__EXERCISE AIM__: Please return the material exactly; leave no entry out.

__AVAILABLE DATA__:
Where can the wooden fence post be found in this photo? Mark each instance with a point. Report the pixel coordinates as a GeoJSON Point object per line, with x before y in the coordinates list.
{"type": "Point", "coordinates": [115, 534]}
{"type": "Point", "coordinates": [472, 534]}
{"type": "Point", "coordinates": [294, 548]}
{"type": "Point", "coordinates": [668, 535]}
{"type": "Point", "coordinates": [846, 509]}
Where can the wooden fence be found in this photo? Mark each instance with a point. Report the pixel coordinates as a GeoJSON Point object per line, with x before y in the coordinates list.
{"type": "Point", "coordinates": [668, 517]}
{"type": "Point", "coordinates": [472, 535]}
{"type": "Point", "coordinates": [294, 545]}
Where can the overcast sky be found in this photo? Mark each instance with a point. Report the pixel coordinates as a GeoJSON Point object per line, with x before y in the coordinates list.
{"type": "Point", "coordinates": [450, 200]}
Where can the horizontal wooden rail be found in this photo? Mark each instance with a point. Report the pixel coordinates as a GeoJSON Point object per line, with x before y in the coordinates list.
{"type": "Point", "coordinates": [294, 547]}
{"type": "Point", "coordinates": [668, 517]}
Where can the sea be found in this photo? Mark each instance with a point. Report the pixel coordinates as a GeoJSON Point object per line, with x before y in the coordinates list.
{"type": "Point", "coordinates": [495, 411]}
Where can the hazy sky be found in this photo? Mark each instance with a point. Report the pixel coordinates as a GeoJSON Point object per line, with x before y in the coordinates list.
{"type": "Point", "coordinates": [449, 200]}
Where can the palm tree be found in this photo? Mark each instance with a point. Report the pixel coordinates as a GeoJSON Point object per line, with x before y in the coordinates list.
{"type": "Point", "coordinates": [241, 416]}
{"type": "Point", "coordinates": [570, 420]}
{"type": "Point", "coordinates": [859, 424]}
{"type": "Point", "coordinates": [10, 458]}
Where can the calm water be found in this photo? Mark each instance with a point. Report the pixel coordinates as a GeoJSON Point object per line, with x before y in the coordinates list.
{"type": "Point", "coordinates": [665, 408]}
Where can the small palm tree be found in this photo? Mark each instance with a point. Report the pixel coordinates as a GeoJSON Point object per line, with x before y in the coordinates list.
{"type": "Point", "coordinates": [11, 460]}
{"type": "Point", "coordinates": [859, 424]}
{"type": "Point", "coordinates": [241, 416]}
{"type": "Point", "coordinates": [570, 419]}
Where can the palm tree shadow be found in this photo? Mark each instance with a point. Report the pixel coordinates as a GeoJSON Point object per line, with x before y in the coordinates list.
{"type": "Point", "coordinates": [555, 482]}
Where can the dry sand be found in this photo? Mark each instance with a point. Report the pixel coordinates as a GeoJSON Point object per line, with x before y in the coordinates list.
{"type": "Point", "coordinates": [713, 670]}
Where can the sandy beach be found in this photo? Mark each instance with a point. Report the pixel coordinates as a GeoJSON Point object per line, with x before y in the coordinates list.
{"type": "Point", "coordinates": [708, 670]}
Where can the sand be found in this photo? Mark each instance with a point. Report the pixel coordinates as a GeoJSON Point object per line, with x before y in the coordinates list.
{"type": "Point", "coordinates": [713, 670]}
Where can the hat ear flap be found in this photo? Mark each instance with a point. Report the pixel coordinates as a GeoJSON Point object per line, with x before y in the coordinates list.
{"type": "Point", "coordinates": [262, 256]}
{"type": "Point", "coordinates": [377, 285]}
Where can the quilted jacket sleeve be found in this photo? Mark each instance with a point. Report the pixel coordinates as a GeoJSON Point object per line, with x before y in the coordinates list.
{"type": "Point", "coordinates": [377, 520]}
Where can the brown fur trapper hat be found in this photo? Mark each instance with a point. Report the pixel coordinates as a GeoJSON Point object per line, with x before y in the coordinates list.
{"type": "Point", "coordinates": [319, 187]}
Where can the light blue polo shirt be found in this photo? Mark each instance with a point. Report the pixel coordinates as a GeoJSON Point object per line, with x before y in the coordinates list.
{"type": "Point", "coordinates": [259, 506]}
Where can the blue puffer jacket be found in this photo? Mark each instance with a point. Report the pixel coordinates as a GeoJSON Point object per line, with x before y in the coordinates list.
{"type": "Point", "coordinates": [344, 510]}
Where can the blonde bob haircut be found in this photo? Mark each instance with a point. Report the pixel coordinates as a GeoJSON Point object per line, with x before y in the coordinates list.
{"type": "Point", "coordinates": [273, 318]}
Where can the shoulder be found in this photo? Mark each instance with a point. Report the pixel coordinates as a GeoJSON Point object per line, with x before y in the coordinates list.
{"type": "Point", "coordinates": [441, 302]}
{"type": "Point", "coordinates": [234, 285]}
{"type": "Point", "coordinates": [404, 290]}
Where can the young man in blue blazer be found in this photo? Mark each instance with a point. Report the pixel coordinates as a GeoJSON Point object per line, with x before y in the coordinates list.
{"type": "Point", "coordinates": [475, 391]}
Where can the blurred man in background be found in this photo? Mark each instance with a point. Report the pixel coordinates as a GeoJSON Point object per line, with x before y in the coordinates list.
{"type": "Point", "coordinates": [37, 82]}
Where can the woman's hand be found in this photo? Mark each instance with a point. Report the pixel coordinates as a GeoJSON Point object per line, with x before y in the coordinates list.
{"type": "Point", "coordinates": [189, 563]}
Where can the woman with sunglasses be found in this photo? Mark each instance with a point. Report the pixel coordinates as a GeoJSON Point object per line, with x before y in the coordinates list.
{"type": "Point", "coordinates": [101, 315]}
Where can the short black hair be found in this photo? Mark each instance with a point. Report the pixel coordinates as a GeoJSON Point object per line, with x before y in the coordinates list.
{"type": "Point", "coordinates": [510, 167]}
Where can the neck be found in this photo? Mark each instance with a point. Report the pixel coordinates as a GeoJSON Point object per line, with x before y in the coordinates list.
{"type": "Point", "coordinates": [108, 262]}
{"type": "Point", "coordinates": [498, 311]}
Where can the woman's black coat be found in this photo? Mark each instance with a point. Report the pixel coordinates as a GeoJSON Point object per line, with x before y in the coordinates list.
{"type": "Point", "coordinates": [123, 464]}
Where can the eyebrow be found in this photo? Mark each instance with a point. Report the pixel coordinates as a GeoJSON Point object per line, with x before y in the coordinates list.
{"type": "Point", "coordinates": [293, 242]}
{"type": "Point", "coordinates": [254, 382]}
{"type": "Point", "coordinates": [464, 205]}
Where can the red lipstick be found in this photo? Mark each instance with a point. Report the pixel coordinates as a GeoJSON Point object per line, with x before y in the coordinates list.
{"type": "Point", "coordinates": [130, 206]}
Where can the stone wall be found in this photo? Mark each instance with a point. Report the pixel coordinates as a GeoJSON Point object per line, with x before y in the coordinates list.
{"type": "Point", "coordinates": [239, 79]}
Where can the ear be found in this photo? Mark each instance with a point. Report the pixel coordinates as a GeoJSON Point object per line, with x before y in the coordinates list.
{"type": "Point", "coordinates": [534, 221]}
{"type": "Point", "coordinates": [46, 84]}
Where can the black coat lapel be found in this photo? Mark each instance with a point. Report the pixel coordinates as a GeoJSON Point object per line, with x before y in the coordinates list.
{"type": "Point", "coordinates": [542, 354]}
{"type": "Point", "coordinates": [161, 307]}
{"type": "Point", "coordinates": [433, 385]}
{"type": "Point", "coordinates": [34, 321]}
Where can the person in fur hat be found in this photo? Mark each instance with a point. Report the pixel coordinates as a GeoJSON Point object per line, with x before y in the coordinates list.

__EXERCISE RESPONSE__:
Where can the wooden fence post be found in this photo? Mark each instance with a point. Report the pixel coordinates as a GeoJSON Point object per line, with x before y in the coordinates list.
{"type": "Point", "coordinates": [115, 534]}
{"type": "Point", "coordinates": [472, 534]}
{"type": "Point", "coordinates": [294, 548]}
{"type": "Point", "coordinates": [668, 535]}
{"type": "Point", "coordinates": [846, 509]}
Where can the wooden fence be found in this photo? Mark each instance with a point. Report the pixel coordinates as a GeoJSON Point object per line, with x before y in the coordinates list.
{"type": "Point", "coordinates": [668, 517]}
{"type": "Point", "coordinates": [472, 535]}
{"type": "Point", "coordinates": [294, 545]}
Where can the overcast sky be found in this photo? Mark each instance with a point. Report the pixel coordinates as a GeoJSON Point object per line, with x before y in the coordinates list.
{"type": "Point", "coordinates": [450, 200]}
Where can the horizontal wooden rail be found in this photo? Mark each instance with a point. Report the pixel coordinates as a GeoJSON Point object per line, with x before y in the coordinates list.
{"type": "Point", "coordinates": [294, 547]}
{"type": "Point", "coordinates": [668, 517]}
Where can the sea be found in this photo? Mark each instance with a point. Report the pixel coordinates as a GeoJSON Point object per line, with x before y in the coordinates list.
{"type": "Point", "coordinates": [495, 411]}
Where can the hazy sky be found in this photo? Mark each instance with a point. Report the pixel coordinates as a GeoJSON Point object per line, with x before y in the coordinates list.
{"type": "Point", "coordinates": [449, 200]}
Where can the palm tree be found in this photo? Mark each instance with a point. Report the pixel coordinates as a GeoJSON Point object per line, with x before y in the coordinates list.
{"type": "Point", "coordinates": [241, 416]}
{"type": "Point", "coordinates": [570, 420]}
{"type": "Point", "coordinates": [859, 424]}
{"type": "Point", "coordinates": [10, 458]}
Where can the calm water be found in this photo? Mark each instance with a point. Report the pixel coordinates as a GeoJSON Point object per line, with x before y in the coordinates list.
{"type": "Point", "coordinates": [665, 408]}
Where can the small palm tree be found in this photo? Mark each instance with a point. Report the pixel coordinates as a GeoJSON Point object per line, with x before y in the coordinates list.
{"type": "Point", "coordinates": [11, 460]}
{"type": "Point", "coordinates": [859, 424]}
{"type": "Point", "coordinates": [241, 416]}
{"type": "Point", "coordinates": [570, 419]}
Where can the palm tree shadow be found in this photo? Mark each instance with a point. Report the pixel coordinates as a GeoJSON Point object per line, with x before y in the coordinates list.
{"type": "Point", "coordinates": [555, 482]}
Where can the dry sand be found in this photo? Mark each instance with a point. Report the pixel coordinates as a GeoJSON Point object per line, with x before y in the coordinates list.
{"type": "Point", "coordinates": [713, 670]}
Where can the sandy beach be found in this photo? Mark each instance with a point. Report the pixel coordinates as a GeoJSON Point object per line, with x before y in the coordinates list.
{"type": "Point", "coordinates": [708, 670]}
Where can the sand be found in this photo? Mark each instance with a point. Report the pixel coordinates as a GeoJSON Point object per line, with x before y in the coordinates list.
{"type": "Point", "coordinates": [713, 670]}
Where can the hat ear flap be found in this photo? Mark each instance with a point. Report the pixel coordinates as a GeoJSON Point object per line, with x before y in the coordinates list.
{"type": "Point", "coordinates": [262, 256]}
{"type": "Point", "coordinates": [377, 285]}
Where can the quilted jacket sleeve be found in this photo? Mark each instance with a point. Report the pixel coordinates as a GeoJSON Point object per line, with x before y in the coordinates list.
{"type": "Point", "coordinates": [377, 520]}
Where can the brown fur trapper hat be found in this photo? Mark each instance with a point. Report the pixel coordinates as a GeoJSON Point object per line, with x before y in the coordinates list.
{"type": "Point", "coordinates": [319, 187]}
Where can the light blue polo shirt be found in this photo? Mark each instance with a point. Report the pixel coordinates as a GeoJSON Point object per line, with x before y in the coordinates list.
{"type": "Point", "coordinates": [259, 506]}
Where can the blue puffer jacket be found in this photo? Mark each instance with a point. Report the pixel coordinates as a GeoJSON Point object per line, with x before y in the coordinates list.
{"type": "Point", "coordinates": [344, 510]}
Where can the blonde bob haircut be found in this photo? Mark each instance with a point. Report the pixel coordinates as a GeoJSON Point object per line, with x before y in the coordinates list.
{"type": "Point", "coordinates": [273, 318]}
Where can the shoulder be found in this photo? Mark each instance with a point. Report the pixel coordinates as a GeoJSON Point object per line, with x before y in the coordinates list.
{"type": "Point", "coordinates": [441, 302]}
{"type": "Point", "coordinates": [234, 285]}
{"type": "Point", "coordinates": [404, 290]}
Where can the young man in blue blazer be found in this photo? Mark each instance with a point. Report the pixel coordinates as a GeoJSON Point object per line, with x before y in the coordinates list.
{"type": "Point", "coordinates": [475, 391]}
Where can the blurred man in background be found in this photo? Mark each instance with a point. Report the pixel coordinates as a GeoJSON Point object per line, with x before y in the coordinates list.
{"type": "Point", "coordinates": [37, 82]}
Where can the woman's hand be found in this photo? Mark each instance with a point. Report the pixel coordinates as a GeoJSON Point object per line, with x before y in the coordinates list.
{"type": "Point", "coordinates": [189, 563]}
Where can the woman with sunglasses be found in this photo? Mark each instance with a point. Report the pixel coordinates as a GeoJSON Point object per line, with x before y in the coordinates list.
{"type": "Point", "coordinates": [101, 315]}
Where can the short black hair be found in this photo? Mark each instance with a point. Report the pixel coordinates as a GeoJSON Point object per line, with x before y in the coordinates list.
{"type": "Point", "coordinates": [510, 167]}
Where can the neck be found in this photo? Mark each instance with a point. Report the pixel coordinates as a GeoJSON Point object per line, with x before y in the coordinates list.
{"type": "Point", "coordinates": [108, 262]}
{"type": "Point", "coordinates": [498, 311]}
Where can the woman's black coat be found in this photo? Mark each instance with a point. Report the pixel coordinates as a GeoJSON Point object per line, with x before y in the coordinates list.
{"type": "Point", "coordinates": [123, 464]}
Where can the eyebrow be found in this photo? Mark each instance with a point. Report the pixel coordinates as a GeoJSON Point object per line, with x before y in the coordinates list.
{"type": "Point", "coordinates": [293, 242]}
{"type": "Point", "coordinates": [254, 382]}
{"type": "Point", "coordinates": [464, 205]}
Where can the red lipstick be found in this photo? Mark each instance with a point. Report the pixel coordinates as a GeoJSON Point object per line, with x before y in the coordinates list.
{"type": "Point", "coordinates": [130, 206]}
Where can the stone wall be found in this photo? Mark each instance with a point. Report the pixel coordinates as a GeoJSON Point object per line, with x before y in the coordinates list.
{"type": "Point", "coordinates": [239, 79]}
Where can the ear be found in this photo? Mark each instance with a point. Report the pixel coordinates as a GeoJSON Point object per line, with x before y in the coordinates list.
{"type": "Point", "coordinates": [534, 221]}
{"type": "Point", "coordinates": [46, 84]}
Where can the black coat lapel be found in this photo? Mark each instance with a point. Report the pixel coordinates as a GeoJSON Point object per line, with x before y in the coordinates list.
{"type": "Point", "coordinates": [542, 354]}
{"type": "Point", "coordinates": [161, 307]}
{"type": "Point", "coordinates": [433, 385]}
{"type": "Point", "coordinates": [34, 321]}
Where can the person in fur hat be found in this photo? Mark each instance with a point. Report the pixel coordinates as a GeoJSON Point object per line, with x before y in the coordinates list.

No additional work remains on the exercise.